* [EXERCISE INSTRUCTIONS]: The line containing "trace --target driver" marks the end, so write out exactly every line from the top of the entries below through that one.

* [PROVIDED DATA]:
"""

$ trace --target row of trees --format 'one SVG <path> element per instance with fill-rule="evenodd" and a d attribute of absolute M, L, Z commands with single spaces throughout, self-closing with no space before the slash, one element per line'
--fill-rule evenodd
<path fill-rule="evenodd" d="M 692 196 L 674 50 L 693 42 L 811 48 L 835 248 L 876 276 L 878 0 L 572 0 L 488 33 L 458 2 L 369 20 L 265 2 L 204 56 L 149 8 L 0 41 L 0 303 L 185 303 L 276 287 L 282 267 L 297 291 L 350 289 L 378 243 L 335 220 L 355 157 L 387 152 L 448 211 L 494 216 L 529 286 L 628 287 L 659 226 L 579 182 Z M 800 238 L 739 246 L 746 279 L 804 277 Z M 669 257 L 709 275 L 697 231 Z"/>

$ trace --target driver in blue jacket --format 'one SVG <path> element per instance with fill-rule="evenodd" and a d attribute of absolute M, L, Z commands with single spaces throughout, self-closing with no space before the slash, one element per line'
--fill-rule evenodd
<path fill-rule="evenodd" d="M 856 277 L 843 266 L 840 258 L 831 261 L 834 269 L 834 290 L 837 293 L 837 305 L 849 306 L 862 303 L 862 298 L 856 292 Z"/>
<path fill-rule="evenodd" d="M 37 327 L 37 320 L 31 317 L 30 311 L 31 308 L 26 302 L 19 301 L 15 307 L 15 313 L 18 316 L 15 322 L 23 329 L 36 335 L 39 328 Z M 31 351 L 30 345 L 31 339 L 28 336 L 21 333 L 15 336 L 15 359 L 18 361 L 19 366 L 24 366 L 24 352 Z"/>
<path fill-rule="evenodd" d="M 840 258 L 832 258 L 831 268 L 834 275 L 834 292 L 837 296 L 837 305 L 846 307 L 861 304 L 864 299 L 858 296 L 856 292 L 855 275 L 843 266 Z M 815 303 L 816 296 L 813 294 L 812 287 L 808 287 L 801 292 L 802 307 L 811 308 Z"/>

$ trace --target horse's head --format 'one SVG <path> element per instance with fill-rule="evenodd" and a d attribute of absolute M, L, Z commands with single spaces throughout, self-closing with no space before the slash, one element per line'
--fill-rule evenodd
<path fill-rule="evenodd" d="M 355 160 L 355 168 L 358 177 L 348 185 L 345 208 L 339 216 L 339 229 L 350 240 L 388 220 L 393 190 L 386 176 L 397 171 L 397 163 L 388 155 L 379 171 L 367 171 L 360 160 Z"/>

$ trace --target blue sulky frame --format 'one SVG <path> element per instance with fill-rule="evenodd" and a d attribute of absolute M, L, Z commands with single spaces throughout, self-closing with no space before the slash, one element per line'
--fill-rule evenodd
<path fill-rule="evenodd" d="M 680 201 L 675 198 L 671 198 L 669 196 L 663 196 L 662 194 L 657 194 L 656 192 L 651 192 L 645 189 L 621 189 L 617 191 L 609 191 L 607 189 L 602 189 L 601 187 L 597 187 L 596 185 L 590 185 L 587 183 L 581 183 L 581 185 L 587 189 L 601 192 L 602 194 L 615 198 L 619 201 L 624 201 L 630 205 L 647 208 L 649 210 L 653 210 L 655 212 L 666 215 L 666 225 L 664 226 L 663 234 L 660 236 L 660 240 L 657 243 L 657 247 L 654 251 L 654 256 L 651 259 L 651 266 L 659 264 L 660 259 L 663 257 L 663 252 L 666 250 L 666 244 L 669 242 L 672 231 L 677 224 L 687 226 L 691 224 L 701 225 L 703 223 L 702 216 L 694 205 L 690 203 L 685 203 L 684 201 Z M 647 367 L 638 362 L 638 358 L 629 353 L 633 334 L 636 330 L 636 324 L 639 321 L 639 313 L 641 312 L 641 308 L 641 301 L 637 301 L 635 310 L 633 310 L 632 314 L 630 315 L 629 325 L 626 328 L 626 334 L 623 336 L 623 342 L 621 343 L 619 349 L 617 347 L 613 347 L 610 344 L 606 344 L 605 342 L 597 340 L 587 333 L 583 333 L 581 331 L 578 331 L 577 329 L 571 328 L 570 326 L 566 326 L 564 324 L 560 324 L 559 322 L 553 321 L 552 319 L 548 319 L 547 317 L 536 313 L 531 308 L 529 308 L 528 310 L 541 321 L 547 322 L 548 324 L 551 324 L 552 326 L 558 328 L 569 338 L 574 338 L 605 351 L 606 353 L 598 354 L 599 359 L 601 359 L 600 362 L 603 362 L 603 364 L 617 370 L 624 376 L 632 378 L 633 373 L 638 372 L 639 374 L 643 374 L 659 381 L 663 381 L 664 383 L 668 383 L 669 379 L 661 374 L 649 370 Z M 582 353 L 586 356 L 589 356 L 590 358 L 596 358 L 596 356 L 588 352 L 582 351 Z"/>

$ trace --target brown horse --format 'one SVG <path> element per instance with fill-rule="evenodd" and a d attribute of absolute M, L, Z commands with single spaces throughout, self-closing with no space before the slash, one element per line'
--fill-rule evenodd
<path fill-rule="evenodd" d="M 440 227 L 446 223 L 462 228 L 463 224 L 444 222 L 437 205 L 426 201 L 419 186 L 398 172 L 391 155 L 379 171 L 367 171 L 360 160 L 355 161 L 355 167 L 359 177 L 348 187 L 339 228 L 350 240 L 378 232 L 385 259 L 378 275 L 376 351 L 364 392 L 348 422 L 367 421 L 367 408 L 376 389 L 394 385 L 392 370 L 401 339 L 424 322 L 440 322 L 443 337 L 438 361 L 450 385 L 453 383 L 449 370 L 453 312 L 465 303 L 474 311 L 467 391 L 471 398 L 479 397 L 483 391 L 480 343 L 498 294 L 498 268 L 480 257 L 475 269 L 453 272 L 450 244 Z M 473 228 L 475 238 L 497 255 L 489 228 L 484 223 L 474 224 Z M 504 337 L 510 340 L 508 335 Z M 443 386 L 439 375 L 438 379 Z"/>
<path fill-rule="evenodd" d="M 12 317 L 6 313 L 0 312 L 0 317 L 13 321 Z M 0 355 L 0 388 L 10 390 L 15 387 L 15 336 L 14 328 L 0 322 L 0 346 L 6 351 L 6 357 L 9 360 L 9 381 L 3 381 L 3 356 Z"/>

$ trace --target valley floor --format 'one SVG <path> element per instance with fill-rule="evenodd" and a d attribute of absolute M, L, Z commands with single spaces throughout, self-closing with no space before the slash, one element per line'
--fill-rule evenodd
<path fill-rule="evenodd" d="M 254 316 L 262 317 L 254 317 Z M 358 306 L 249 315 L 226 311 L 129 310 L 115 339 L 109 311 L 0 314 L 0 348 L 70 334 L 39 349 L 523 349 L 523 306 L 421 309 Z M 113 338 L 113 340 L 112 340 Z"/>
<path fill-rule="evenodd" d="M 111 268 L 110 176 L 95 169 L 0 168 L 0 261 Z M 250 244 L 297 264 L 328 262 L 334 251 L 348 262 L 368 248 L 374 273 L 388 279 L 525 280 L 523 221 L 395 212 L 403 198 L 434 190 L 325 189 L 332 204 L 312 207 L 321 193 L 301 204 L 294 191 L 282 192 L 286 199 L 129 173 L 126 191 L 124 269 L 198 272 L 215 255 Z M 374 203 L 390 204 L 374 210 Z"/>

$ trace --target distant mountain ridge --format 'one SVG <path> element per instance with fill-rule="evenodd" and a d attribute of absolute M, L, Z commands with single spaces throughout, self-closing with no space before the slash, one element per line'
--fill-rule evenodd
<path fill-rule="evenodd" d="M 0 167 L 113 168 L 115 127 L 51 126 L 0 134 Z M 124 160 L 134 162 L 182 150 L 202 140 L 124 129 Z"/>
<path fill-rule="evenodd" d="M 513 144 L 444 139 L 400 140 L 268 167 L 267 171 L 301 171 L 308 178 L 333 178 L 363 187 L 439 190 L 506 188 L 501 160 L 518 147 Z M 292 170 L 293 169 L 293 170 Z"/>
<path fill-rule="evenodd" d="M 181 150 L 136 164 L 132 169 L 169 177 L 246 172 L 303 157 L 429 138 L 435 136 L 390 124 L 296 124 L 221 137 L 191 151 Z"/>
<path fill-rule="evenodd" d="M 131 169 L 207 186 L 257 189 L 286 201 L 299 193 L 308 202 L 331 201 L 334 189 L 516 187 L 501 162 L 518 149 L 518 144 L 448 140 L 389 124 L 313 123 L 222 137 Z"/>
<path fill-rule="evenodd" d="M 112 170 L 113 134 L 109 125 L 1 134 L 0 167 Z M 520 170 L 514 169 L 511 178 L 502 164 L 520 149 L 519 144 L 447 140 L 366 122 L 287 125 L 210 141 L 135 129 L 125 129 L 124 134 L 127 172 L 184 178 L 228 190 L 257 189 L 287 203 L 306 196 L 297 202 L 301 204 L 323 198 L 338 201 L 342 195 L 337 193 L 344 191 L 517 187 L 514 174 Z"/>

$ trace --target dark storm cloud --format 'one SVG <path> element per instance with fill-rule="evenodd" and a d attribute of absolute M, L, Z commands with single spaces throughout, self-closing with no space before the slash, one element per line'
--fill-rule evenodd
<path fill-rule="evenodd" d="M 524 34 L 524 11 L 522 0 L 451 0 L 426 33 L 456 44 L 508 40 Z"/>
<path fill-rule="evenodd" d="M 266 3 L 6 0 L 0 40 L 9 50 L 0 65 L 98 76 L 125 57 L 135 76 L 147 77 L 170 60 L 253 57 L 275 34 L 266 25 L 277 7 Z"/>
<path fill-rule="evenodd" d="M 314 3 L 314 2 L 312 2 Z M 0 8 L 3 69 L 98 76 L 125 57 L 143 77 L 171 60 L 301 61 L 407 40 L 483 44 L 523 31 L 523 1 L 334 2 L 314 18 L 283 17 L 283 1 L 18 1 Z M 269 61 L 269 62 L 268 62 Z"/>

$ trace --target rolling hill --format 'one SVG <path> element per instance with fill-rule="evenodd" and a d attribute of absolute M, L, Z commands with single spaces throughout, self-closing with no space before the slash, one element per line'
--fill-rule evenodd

"""

* [RESPONSE AREA]:
$ trace --target row of trees --format 'one SVG <path> element per instance with fill-rule="evenodd" and a d attribute of absolute M, L, Z commands with single spaces throughout, self-closing with no space before the slash, one element per line'
--fill-rule evenodd
<path fill-rule="evenodd" d="M 692 196 L 674 50 L 693 42 L 811 48 L 835 248 L 876 276 L 878 0 L 572 0 L 488 33 L 458 2 L 369 20 L 265 2 L 204 56 L 149 8 L 0 41 L 0 303 L 185 303 L 276 287 L 282 267 L 297 291 L 350 289 L 378 243 L 335 220 L 355 157 L 387 152 L 448 211 L 494 216 L 529 286 L 628 287 L 659 226 L 579 182 Z M 800 238 L 739 246 L 746 279 L 804 277 Z M 669 257 L 709 275 L 697 231 Z"/>

$ trace --target driver in blue jacket --format 'one SVG <path> element per instance with fill-rule="evenodd" and a d attribute of absolute M, L, Z commands with single spaces throughout, self-closing with no space before the slash, one element per line'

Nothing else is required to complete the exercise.